* Do this
Return, unchanged, each line of the rows below that contains the word "white".

— BEGIN Exercise material —

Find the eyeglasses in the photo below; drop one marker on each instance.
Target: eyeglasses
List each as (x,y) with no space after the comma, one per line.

— END Exercise material —
— BEGIN Exercise material —

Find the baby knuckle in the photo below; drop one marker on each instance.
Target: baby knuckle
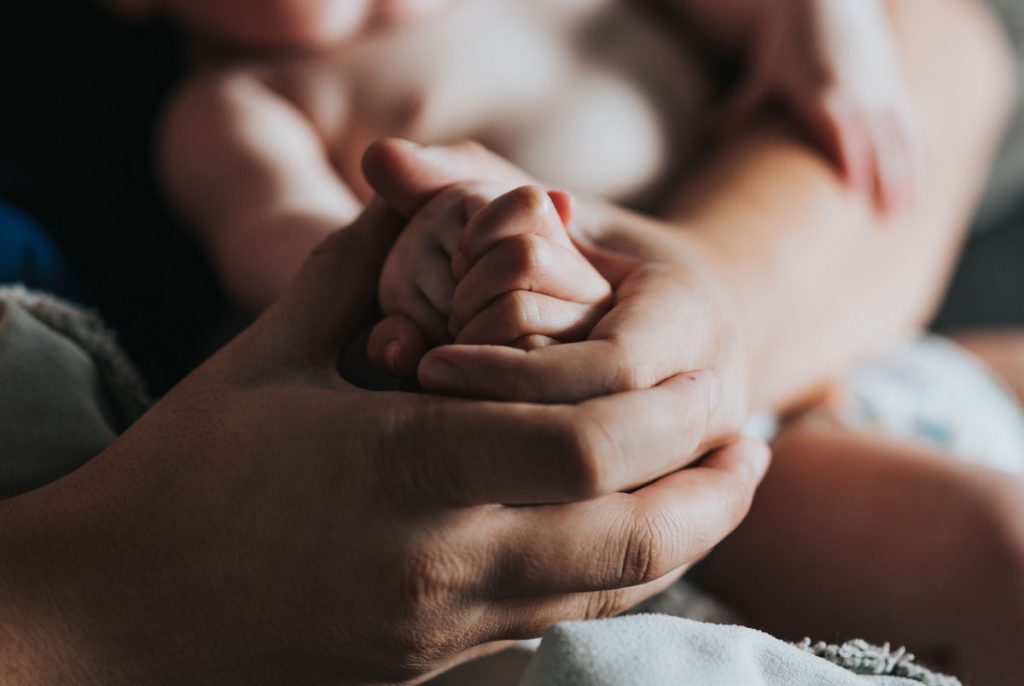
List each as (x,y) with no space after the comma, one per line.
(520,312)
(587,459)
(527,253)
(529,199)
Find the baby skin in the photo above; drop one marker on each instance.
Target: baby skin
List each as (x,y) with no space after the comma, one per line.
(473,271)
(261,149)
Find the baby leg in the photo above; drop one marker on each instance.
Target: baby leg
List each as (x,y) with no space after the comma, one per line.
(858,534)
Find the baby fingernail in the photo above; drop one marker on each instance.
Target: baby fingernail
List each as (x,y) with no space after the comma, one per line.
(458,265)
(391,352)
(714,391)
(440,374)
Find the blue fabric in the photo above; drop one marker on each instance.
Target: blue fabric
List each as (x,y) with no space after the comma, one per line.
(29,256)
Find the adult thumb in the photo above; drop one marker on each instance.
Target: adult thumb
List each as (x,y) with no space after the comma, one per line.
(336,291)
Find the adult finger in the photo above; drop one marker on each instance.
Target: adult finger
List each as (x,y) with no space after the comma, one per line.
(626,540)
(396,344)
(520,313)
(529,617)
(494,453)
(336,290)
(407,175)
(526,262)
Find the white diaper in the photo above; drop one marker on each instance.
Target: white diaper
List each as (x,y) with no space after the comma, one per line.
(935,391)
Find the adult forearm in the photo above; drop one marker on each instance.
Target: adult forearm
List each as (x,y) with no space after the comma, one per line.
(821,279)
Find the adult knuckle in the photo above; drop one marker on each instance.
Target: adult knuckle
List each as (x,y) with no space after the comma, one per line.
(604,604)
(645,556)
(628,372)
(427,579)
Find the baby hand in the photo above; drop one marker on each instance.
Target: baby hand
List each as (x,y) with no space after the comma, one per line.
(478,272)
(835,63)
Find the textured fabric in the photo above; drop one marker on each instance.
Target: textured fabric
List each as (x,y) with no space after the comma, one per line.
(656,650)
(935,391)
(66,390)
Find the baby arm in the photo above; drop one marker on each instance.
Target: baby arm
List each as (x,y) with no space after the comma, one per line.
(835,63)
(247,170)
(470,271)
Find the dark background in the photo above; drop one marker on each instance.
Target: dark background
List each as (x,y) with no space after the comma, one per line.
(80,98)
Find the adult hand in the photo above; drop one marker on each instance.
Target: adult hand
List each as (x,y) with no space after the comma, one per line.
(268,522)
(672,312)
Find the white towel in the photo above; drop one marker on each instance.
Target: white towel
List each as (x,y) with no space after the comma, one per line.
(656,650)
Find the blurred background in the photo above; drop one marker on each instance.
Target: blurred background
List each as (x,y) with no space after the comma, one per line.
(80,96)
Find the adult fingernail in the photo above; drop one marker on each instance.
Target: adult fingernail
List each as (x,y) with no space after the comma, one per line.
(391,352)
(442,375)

— END Exercise material —

* Solution to this problem
Find the white diaper in the photo above; drop one marker on each instance.
Target: white diaper
Find the white towel in the photo above; drop one marker on each instance.
Target: white towel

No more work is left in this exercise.